I’m not sure I kept track of everyone in this intriguing link but it makes interesting reading. Discussing it here would be complicated, the link has to be read in full.
If the possibility is actually fact, it makes me wonder if Edward IV married someone else – as well as Eleanor Talbot and Elizabeth Woodville! Anything’s possible with him. Perhaps he was as liberal with his promises of marriage as he was with his physical favours!
i know the topic on the face of it appears frivolous, how many worthless promises did Edward make to how many gullible court (or hopeful) ladies but it isn’t, it cost his children their legitimacy and everything that went with it, and very possibly it was enough to push Edward to commit fratricide IF Edward believed that George knew too much and IF Edward believed his brother would do something with that information. As Annette C has noted, George was executed for all the things he had been pardoned for, and not just in private, but in the public sphere as well. So I do not consider the question idle gossip or an exercise in hopeless speculation.
If we cannot know exactly the acts of Edward then we have the reactions of those around him and that in itself can describe the events we are investigating – just as we may not see Edward but only his shadow on the wall. I use this tactic with Richard all the time (because as we all know everything seems to be missing! I recently read that we have some 20 letters from de Vere to the younger Paston alone; good grief, 20? I would give my left arm to have 20 letters from Richard to anyone about anything!)
So, here we go, I ignore the likes of More (and even Mancini here, who had his info from god’s know where, maybe Argentyne, maybe bored law clerks, who knows?) but it is significant that both Commynes and Louis XI considered Edward lascivious in the extreme, not just intemporate but unable to control himself. For Commines it was first hand knowledge and observation, and while he undoubtedly passed his observations on to LXI the French king had no lack of spies (and they came in all manner: clerics, diplomats, soldiers, women at court, servants, basically anyone could be put into such service) and LXI also knew something about sensual excess as he was himself at one time prone to sexual promiscuity.
Much as we know the austerity manner and opinion of the newly chaste (or now non-smoker lol! I have a couple i my family) LXI knew far more about Edward’s habits and nature than I think the King knew about himself, and he considered it a weakness he could exploit and certainly feel superior about. Just consider his letters to his counselors during the 1475 Picquigny mess, LXI did NOT have the funds for that kind of ‘tribute’ payoff to Edward. But LXI was never a one prong offensive tactician, he used multiple strategies, and in this case, having the English troops, bored already, get drunk at Amiens on his overflowing wine, not to mention the available ladies, was sufficient distraction for Edward, who should have felt shamed by his men’s complete lack of conduct and self-control. Suddenly, it was more important to get the troops out of Amiens, out of France, and Louis would just send the tribute funds. (After he figured out how to raise the money)
I have come to trust the judgement of a LXI, as odious as he was, because while he purported to be pious (he had been tediously dying for years and years) alone of the political leaders of his age Louis was brilliant, I can not take that from him, and he was transparent. His sole goal was reunifying France to the borders it had once had, before the utter disaster that was the Hundred Years War, and if he had to murder, cheat, steal , poison, defraud or lose his soul he was willing to do it. When you have a single minded adversary like that Edward should have run rings around Louis, instead, LXI ran rings around E4, because E4 could not see past the ledger sheet (the chronic lack of funds was not all his fault, H6’s government left him with ghastly debts) and the ladies.

□ □ □ □ □

# [Required work]
A. Answer these three questions from the post about Edward IV, one a line:
(i) How many letters from de Vere to the younger Paston does the writer say survive?
(ii) In which town did the English troops get drunk on Louis's wine?
(iii) What does the post name as Louis's sole goal?
B. Copy the part of the post about Edward IV starting with "So, here we" and going on through "to sexual promiscuity.".
C. Write what comes next in the post about Edward IV, picking up after its final sentence.
The listing plays no part in this work.

# [Given material]

□ □ □ □ □

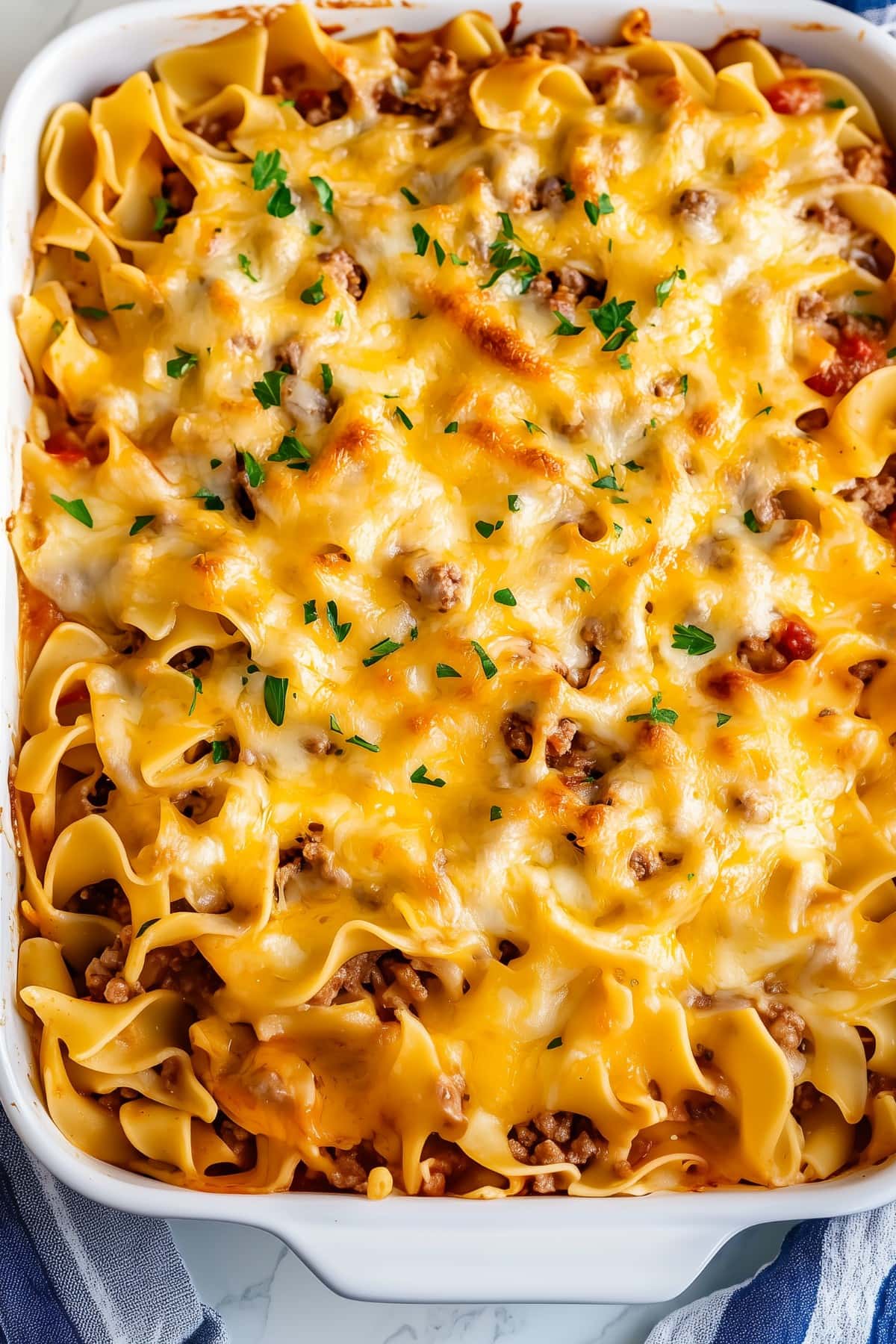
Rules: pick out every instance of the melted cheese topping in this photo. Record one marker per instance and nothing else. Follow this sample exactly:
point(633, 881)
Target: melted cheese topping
point(445, 676)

□ □ □ □ □

# [Results for each task]
A.
(i) Some 20.
(ii) Amiens.
(iii) Reunifying France to the borders it had once had, before the Hundred Years War.

B.
So, here we go, I ignore the likes of More (and even Mancini here, who had his info from god’s know where, maybe Argentyne, maybe bored law clerks, who knows?) but it is significant that both Commynes and Louis XI considered Edward lascivious in the extreme, not just intemporate but unable to control himself. For Commines it was first hand knowledge and observation, and while he undoubtedly passed his observations on to LXI the French king had no lack of spies (and they came in all manner: clerics, diplomats, soldiers, women at court, servants, basically anyone could be put into such service) and LXI also knew something about sensual excess as he was himself at one time prone to sexual promiscuity.

C.
As to E4 promising marriage – well, before 1464 that was entirely plausible, in his “youth” his parents may have considered someone of the social status of a Eleanor Talbot, his equal (and her parents made a hash of her marriage, just saying, her sister made the sort of marriage Eleanor SHOULD have had, and why is one question I would pursue if I had time) but York and his duchess, but the 1450’s, either were no longer in a position to consider a prime marriage for him or felt that they could wait. Their daughter Anne’s marriage cost them dearly, but it got them was the likely heir to the throne as H6 had none of his own body- that Anne and Exeter despised each other was irrelevant.
Isabella of Castile was insulted to be passed over, and the duchess York nearly manic at the news about Elizabeth Woodville, and no doubt most of the Continent snickered but Edward may well have HAD to marry someone like EW, and I see the hand of her mother in the entire arrangement. Jacquetta was herself a veteran of an illicit, socially unacceptable affair with her husband’s chamberlain, and while I myself believe it was also a genuine attraction on their part and maybe even love, she handled the entire transfer from one social sphere to another one with such assured poise that it wouldn’t have taken much before she caught wind of the rumours of Edwards’ many alliances and knew just how to exploit him and them. – I’ll put it this way: Edward could never have married Isabella or any other ‘high status’ bride, they have too many devoted investigators who would find any shred of scandal – if he had a dozen bastards, no problem, if he has ONE mistress who tells them yes I married him with a priest it is OVER. And I am saying Jacquetta had better intel than we do.
She also knew not one of these women, and some may have been just playing happy bride with Edward and knew it mean nothing, but not one would ever question Edward and Elizabeth when she was presented, no one would come forward, why would anyone? And look like an idiot, when behind you are three more all claiming the same thing?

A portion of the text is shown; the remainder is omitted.